**** INFORMATION SUPPLIED

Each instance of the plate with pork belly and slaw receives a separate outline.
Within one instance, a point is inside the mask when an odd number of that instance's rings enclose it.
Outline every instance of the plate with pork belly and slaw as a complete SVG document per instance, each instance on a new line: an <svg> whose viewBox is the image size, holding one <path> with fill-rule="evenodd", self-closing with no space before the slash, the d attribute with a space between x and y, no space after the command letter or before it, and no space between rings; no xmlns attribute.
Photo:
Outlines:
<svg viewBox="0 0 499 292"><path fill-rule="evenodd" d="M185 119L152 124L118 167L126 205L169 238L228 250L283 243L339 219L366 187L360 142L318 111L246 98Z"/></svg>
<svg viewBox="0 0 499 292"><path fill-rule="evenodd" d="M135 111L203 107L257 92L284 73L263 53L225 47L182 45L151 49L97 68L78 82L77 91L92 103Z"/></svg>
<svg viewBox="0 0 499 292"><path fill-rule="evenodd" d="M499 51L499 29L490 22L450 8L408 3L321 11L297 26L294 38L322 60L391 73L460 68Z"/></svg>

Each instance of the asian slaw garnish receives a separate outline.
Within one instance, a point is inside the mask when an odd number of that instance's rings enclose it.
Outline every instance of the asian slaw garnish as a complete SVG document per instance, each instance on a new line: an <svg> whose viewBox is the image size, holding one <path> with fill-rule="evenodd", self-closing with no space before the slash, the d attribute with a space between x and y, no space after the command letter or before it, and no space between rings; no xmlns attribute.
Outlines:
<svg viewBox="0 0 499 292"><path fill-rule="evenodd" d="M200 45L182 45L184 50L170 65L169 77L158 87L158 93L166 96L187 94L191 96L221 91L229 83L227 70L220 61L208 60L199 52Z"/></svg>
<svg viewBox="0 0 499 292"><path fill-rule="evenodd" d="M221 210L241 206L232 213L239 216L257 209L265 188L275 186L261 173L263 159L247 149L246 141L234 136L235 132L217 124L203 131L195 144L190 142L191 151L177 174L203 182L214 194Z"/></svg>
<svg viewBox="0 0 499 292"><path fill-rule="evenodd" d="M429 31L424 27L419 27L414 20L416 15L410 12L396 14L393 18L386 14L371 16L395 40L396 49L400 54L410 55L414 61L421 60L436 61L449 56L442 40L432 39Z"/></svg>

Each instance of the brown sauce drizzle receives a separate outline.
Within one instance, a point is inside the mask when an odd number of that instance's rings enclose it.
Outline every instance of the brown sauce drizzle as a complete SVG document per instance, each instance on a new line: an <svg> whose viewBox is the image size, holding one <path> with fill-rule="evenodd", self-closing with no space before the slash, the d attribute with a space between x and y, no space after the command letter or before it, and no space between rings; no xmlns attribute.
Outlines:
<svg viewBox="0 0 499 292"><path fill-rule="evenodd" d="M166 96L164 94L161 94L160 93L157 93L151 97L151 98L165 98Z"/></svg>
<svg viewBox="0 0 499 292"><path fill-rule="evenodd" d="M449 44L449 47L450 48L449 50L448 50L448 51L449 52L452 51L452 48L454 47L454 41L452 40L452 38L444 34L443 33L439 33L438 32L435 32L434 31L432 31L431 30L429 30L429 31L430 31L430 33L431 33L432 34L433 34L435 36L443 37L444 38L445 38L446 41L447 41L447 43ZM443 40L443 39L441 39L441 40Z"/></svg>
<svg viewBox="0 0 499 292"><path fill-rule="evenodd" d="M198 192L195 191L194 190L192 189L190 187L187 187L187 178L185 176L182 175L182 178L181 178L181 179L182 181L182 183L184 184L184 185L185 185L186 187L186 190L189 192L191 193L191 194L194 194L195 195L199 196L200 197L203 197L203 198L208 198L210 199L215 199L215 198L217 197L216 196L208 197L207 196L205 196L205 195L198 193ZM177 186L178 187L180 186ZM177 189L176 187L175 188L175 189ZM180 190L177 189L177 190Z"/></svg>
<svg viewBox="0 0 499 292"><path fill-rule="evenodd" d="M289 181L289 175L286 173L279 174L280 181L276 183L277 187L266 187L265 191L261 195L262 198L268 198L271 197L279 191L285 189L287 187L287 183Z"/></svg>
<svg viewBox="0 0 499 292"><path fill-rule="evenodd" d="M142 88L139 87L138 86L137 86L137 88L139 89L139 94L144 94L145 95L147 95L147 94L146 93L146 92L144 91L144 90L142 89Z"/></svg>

********

STATED EXERCISE =>
Convert the lines of the records, from the line holding "Each instance of the brown" through the end of the records, inclusive, into a numbered list, omitting any blank lines.

EXERCISE SOLUTION =>
1. Each instance of the brown sauce drizzle receives a separate outline.
2. Within one instance, a point is inside the mask when an odd number of that instance's rings enclose it.
3. Outline every instance of the brown sauce drizzle as a complete SVG document per instance, each instance on a new line: an <svg> whose viewBox is the image size, holding one <path> with fill-rule="evenodd", self-closing with no space before the slash, the d attribute with a space between x and y, no space after the command letter or before it, and no space between rings; no xmlns attribute.
4. Outlines:
5. <svg viewBox="0 0 499 292"><path fill-rule="evenodd" d="M166 96L164 94L161 94L160 93L157 93L151 97L151 98L165 98Z"/></svg>
6. <svg viewBox="0 0 499 292"><path fill-rule="evenodd" d="M449 44L449 47L450 48L449 50L448 50L448 51L449 52L452 51L452 48L454 47L454 41L452 40L452 38L444 34L443 33L439 33L438 32L435 32L434 31L432 31L431 30L429 30L429 31L430 31L430 33L431 33L432 34L433 34L435 36L443 37L444 38L445 38L446 41L447 41L447 43ZM443 40L443 39L441 39L441 40Z"/></svg>
7. <svg viewBox="0 0 499 292"><path fill-rule="evenodd" d="M198 192L195 191L194 190L192 189L190 187L187 187L187 178L185 176L182 175L182 178L181 178L181 179L182 181L182 183L184 184L184 185L185 185L186 187L186 190L189 192L191 193L191 194L194 194L195 195L199 196L200 197L203 197L203 198L208 198L210 199L215 199L215 198L217 197L216 196L208 197L207 196L205 196L205 195L198 193ZM177 186L178 187L180 186ZM177 189L176 187L175 188L175 189ZM180 190L177 189L177 190Z"/></svg>
8. <svg viewBox="0 0 499 292"><path fill-rule="evenodd" d="M289 181L289 175L286 173L279 174L280 181L276 183L277 187L266 187L265 191L261 195L262 198L268 198L271 197L279 191L285 189L287 187L287 183Z"/></svg>
9. <svg viewBox="0 0 499 292"><path fill-rule="evenodd" d="M142 88L139 87L138 86L137 86L137 88L139 89L139 94L144 94L145 95L147 95L147 94L146 93L146 92L144 91L144 90L142 89Z"/></svg>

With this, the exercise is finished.